◆ Passage:
+++
Hopefully, you have a better idea of how new requirements come into being and how you can voice your opinion of them but what about the measuring devices like scales and gas pumps? Who certifies them and how do they know that they are appropriate for legal-for-trade applications? The National Type Evaluation Program, or NTEP, is part of and managed by the NCWM. Under the NTEP, devices are submitted to a NTEP or NIST lab for evaluation and, if found to be compliant, an NTEP Certificate of Compliance is issued. There are a number of NTEP labs administered by states and specializing in various types of devices. The labs in Ohio, Maryland, California and New York traditionally evaluate scales while the NIST Force Lab and the California lab handle load cells. If you are curious whether a device has an NTEP certificate, it is a simple matter of looking at the nameplate. Beginning in 2001, devices must have their NTEP Certificate of Conformance number listed on the nameplate. For devices manufactured prior to this date or if you are unable to locate the nameplate, you can look up and view the certificate on the NCWM website by clicking on the NTEP tab.
+++
(Collected data entries)
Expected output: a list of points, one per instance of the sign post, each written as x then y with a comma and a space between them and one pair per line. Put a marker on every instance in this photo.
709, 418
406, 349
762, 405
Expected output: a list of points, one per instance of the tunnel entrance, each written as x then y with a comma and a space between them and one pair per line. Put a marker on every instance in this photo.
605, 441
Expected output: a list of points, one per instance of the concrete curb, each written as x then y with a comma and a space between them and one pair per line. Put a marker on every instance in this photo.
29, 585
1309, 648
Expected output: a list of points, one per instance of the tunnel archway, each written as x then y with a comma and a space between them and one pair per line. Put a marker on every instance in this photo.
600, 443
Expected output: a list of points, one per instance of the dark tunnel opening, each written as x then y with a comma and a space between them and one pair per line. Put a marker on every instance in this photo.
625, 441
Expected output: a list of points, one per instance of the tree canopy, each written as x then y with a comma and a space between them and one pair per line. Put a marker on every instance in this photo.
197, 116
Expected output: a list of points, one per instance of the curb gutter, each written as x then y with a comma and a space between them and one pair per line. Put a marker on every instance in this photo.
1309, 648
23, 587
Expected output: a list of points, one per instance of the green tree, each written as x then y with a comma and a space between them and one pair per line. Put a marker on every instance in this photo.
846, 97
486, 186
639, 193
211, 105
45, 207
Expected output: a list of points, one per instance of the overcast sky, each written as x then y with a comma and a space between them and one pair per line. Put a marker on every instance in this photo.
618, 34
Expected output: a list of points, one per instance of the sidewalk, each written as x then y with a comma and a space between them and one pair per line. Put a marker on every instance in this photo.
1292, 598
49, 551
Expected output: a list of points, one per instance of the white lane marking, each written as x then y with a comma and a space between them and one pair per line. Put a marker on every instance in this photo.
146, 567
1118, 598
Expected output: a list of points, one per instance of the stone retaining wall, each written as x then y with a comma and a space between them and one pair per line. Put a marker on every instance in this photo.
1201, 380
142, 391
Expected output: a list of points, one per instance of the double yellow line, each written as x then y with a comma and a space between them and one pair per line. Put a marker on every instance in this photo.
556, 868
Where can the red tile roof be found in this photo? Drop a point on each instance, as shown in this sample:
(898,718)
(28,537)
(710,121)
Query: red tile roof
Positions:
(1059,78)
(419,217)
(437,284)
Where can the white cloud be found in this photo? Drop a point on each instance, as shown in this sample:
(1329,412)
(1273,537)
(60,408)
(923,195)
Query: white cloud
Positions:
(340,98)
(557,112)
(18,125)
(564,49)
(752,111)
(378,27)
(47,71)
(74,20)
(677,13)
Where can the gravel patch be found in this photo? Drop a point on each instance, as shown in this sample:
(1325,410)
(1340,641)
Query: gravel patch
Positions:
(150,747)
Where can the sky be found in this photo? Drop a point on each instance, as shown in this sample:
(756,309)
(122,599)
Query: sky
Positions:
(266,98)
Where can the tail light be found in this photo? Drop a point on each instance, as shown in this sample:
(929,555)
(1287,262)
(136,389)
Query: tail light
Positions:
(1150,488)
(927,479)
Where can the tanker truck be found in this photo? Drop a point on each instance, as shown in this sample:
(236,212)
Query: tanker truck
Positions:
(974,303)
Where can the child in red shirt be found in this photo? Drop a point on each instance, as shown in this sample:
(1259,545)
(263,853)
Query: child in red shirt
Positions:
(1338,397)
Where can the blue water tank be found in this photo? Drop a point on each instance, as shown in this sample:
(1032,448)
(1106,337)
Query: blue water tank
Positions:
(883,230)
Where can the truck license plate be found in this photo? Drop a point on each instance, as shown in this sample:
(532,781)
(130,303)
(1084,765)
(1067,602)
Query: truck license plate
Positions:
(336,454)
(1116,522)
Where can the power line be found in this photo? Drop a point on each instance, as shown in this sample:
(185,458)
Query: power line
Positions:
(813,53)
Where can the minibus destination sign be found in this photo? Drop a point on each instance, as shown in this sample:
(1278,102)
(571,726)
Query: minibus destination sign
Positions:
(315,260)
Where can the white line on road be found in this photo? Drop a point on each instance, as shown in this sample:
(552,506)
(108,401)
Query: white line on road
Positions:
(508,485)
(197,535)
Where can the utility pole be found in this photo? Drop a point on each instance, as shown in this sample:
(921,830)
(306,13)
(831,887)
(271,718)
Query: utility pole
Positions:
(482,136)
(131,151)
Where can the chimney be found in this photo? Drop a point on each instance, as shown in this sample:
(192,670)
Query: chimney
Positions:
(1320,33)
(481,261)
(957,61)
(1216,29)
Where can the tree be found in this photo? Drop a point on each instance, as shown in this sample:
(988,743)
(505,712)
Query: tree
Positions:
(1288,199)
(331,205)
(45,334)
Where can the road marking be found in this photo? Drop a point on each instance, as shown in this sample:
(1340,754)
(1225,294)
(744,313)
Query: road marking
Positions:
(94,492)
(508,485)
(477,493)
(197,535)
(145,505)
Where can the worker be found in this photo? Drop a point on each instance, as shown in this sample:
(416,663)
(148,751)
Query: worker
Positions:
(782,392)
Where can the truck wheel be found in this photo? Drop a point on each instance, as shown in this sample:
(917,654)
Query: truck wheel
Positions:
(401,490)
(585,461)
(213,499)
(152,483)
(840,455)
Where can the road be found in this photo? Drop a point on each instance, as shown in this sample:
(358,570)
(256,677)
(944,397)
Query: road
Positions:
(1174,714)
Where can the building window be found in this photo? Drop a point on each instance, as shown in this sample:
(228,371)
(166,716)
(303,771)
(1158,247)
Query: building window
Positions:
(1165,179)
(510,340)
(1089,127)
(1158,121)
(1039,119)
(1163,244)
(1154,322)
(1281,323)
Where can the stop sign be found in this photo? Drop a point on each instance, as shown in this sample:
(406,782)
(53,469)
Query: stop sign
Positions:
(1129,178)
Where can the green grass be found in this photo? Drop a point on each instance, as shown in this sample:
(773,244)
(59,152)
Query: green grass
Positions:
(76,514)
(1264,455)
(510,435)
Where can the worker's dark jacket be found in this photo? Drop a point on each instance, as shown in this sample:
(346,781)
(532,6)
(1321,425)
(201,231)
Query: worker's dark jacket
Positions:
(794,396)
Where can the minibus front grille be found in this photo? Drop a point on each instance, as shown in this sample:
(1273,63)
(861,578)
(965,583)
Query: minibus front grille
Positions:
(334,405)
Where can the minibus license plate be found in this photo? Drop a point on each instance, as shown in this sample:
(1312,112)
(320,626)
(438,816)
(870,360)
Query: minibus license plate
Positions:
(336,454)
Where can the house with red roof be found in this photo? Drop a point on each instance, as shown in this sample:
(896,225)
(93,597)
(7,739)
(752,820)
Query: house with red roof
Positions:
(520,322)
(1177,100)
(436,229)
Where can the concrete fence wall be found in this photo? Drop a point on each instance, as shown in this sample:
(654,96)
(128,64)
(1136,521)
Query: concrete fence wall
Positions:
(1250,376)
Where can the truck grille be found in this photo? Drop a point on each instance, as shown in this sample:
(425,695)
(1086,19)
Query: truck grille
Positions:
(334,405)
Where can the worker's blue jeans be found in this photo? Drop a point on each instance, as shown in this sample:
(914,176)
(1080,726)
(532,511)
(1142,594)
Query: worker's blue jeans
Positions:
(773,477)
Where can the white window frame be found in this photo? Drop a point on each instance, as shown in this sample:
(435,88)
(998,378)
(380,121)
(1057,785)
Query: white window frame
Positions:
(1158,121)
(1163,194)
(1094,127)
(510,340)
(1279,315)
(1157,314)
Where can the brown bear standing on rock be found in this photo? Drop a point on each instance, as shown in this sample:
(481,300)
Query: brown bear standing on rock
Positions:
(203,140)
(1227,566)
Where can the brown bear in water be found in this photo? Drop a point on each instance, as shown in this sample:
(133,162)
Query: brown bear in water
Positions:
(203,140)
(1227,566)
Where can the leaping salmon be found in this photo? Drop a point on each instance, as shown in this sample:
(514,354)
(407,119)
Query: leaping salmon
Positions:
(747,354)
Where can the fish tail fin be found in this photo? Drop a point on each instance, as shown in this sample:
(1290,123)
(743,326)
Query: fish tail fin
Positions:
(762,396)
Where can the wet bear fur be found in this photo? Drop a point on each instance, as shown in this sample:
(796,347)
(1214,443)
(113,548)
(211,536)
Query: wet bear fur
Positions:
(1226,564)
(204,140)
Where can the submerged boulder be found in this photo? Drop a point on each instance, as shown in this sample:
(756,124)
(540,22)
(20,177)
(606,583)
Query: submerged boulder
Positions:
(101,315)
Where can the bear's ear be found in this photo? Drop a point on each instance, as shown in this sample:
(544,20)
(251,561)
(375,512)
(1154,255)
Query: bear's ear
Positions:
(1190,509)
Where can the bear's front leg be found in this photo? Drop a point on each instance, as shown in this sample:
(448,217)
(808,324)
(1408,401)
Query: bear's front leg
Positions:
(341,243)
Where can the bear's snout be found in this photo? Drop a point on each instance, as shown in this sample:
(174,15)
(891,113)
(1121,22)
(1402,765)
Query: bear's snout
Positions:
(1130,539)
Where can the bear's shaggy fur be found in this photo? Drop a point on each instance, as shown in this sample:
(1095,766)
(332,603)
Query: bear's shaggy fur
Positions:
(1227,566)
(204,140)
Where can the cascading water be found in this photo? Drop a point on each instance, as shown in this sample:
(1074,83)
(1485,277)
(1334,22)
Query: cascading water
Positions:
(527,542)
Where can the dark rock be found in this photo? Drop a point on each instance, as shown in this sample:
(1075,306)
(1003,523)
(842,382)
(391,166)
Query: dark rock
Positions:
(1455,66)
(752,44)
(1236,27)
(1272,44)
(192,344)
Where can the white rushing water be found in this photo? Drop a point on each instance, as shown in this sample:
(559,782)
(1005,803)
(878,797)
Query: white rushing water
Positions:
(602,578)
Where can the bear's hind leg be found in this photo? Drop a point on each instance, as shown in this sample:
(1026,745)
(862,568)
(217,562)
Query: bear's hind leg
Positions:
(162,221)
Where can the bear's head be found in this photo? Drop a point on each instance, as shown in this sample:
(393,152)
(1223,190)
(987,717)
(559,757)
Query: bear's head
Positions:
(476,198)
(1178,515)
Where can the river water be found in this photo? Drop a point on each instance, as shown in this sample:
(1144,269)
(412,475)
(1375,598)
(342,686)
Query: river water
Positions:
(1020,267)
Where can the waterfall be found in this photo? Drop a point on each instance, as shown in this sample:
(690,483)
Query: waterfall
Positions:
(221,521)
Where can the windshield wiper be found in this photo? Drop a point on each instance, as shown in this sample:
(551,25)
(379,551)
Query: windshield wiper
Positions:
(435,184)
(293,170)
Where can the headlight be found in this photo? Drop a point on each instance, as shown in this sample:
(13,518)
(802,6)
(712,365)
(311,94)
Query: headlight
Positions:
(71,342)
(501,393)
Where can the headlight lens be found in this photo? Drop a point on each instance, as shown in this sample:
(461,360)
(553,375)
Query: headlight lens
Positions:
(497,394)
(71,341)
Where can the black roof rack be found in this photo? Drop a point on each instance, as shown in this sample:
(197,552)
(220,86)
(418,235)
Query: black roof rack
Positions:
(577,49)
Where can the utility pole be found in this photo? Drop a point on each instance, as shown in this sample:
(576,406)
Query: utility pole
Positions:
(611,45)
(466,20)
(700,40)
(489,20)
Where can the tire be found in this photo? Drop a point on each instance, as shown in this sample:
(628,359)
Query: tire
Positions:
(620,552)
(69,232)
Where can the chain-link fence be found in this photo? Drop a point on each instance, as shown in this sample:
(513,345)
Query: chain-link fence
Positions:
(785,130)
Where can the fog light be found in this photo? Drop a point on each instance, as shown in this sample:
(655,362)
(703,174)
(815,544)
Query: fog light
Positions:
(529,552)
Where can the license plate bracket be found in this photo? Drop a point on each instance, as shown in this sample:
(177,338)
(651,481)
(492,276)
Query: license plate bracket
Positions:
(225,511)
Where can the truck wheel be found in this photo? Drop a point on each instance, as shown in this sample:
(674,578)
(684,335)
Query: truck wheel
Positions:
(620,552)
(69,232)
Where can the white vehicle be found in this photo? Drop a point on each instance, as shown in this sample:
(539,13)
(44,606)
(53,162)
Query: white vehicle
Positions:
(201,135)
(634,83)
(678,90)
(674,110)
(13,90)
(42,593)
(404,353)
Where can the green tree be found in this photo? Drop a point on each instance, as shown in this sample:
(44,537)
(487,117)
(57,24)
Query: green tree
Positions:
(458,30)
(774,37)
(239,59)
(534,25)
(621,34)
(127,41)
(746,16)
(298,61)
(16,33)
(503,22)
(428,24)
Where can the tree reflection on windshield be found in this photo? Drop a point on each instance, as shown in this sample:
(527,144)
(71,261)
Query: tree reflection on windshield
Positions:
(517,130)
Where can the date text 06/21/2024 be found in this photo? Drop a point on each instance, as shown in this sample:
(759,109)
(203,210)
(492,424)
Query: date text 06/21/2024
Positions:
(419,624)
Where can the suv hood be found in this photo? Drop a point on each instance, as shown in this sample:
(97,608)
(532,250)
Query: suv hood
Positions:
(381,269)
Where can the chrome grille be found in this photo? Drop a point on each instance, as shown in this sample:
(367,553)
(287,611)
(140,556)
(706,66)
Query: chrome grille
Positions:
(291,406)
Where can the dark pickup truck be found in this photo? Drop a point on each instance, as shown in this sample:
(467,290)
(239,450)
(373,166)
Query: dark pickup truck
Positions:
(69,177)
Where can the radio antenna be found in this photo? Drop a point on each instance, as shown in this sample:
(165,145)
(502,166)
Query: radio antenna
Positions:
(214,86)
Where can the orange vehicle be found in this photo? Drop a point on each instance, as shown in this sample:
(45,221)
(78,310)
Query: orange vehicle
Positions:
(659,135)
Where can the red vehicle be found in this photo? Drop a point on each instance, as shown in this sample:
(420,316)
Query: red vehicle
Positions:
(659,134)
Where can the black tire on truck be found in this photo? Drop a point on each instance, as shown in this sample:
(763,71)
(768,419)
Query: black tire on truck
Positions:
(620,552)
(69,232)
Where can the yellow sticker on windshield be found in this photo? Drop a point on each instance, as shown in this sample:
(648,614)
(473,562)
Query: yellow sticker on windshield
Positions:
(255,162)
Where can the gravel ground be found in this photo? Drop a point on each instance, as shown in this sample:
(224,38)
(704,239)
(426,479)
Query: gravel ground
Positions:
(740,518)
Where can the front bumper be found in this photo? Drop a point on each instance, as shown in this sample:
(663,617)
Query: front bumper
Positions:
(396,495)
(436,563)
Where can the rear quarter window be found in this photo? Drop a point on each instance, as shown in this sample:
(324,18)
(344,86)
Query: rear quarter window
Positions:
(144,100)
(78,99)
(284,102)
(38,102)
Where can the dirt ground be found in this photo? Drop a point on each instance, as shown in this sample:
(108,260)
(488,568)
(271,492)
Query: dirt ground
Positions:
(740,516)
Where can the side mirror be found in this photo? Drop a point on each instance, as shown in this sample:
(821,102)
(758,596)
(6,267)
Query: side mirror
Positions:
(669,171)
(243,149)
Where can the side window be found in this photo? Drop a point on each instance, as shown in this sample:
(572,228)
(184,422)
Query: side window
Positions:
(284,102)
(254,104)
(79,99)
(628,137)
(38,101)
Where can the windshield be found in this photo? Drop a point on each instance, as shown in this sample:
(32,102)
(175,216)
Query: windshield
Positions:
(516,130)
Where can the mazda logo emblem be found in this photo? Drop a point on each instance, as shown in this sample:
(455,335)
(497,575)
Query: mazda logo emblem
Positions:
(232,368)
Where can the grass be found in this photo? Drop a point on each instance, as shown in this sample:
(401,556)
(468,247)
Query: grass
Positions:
+++
◆ Required action 1:
Condense the paragraph of the passage on NTEP certification that begins "Hopefully, you have a better idea" into a brief bulleted list that keeps its main facts.
◆ Required action 2:
Extend the passage on NTEP certification, picking up after its final sentence.
The rows above serve no purpose in this work.

◆ Answer space 1:
- Scales, gas pumps and similar measuring devices are certified for legal-for-trade use through the National Type Evaluation Program (NTEP), which is part of and managed by the NCWM.
- Devices are submitted to an NTEP or NIST lab for evaluation; compliant devices receive an NTEP certificate.
- Several state-administered NTEP labs specialize in different device types: Ohio, Maryland, California and New York traditionally evaluate scales, while the NIST Force Lab and the California lab handle load cells.
- Since 2001, a device's NTEP certificate number must appear on its nameplate.
- For devices made before 2001, or when the nameplate cannot be found, the certificate can be looked up on the NCWM website under the NTEP tab.

◆ Answer space 2:
Now that you know that the device has been evaluated and found to be compliant, you may be wondering how do you know that production devices perform to the same level as the device evaluated in the NTEP lab? The short answer is you don’t. The NCWM recognized this potential problem back in 1999 and has taken steps to address it. The NCWM and industry worked together to develop the Verified Conformity Assessment Program or VCAP to ensure production devices perform at the same level as the device evaluated. This is done by a third party audit of the manufacturer’s quality management system along with a review of their test equipment and procedures. The program began with audits of all load cell manufacturers and has moved forward to encompass load-receivers using non-NTEP load cells and of 2,000 pounds capacity or less. As this is written, the NCWM Board of Directors is considering expanding the program to include all device types affected by temperature. More information regarding the implementation of the VCAP can be found on the NCWM website.
The next time you look at a gas pump, scale, or package weight, know that there is an army of weights and measures professionals at work to ensure that the quantity of the commodity you purchase is the quantity that you pay for. Unfortunately, most of these folks work in the background and are seldom recognized for their work, we should applaud them for their hard work to keep a fair and equitable marketplace and a level playing field for manufacturers. Remember that Proverbs 20:23 (NIV Version) states, “The Lord detests differing weights, and dishonest scales do not please him.”